Requirements: Return every line of the material below that contains the word "white".

Provided material:
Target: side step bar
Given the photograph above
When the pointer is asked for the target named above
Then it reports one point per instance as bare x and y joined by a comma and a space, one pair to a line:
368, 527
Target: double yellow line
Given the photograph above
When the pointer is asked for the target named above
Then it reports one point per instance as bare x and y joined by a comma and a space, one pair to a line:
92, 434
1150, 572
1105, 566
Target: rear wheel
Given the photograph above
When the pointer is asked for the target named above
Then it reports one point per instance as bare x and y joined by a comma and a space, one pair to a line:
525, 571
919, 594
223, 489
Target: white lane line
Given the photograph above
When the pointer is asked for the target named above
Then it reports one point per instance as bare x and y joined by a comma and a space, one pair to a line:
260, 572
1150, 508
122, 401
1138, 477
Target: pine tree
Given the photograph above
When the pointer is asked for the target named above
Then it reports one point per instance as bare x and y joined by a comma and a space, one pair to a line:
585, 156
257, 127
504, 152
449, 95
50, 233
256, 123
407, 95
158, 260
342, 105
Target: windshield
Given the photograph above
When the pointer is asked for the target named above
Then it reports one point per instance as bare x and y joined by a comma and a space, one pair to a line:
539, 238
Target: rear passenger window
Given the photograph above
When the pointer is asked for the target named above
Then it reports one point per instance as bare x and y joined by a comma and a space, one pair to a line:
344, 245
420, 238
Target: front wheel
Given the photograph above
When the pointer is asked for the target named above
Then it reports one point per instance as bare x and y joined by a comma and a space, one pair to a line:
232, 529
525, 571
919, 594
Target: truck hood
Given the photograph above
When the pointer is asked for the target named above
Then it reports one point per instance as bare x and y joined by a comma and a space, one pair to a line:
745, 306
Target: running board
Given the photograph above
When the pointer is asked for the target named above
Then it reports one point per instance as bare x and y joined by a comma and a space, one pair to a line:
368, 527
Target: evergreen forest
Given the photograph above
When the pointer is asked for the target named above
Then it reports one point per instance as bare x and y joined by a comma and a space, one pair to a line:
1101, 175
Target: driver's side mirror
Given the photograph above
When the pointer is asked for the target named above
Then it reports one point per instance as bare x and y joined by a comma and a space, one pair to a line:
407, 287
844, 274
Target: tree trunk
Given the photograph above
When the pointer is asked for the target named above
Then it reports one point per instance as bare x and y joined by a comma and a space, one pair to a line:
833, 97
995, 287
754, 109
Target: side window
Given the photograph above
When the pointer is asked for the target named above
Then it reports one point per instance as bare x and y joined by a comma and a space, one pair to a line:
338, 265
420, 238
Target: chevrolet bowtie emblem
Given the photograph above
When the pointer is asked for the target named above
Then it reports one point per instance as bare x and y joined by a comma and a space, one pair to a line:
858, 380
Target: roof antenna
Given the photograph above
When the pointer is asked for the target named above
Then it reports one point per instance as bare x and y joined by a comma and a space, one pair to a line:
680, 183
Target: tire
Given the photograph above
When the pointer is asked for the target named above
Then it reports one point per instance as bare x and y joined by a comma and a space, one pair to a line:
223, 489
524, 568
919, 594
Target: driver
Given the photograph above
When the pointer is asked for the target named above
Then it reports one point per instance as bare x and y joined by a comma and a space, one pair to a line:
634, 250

* * *

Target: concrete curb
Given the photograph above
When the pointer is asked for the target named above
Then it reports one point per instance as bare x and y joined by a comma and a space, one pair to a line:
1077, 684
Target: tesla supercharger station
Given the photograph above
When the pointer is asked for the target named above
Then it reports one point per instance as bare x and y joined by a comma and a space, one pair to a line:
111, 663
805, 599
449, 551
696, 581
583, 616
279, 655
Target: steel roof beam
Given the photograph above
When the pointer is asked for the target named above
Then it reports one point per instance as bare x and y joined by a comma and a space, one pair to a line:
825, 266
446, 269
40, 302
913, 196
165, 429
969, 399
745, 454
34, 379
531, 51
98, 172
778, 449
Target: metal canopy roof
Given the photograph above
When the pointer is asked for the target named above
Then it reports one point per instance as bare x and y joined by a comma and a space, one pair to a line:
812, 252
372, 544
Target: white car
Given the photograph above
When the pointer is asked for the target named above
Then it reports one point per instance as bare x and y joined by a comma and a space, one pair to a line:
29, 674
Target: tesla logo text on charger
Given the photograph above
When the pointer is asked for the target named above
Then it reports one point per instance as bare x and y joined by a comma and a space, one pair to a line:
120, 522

Output:
Target: white lane line
Target: white car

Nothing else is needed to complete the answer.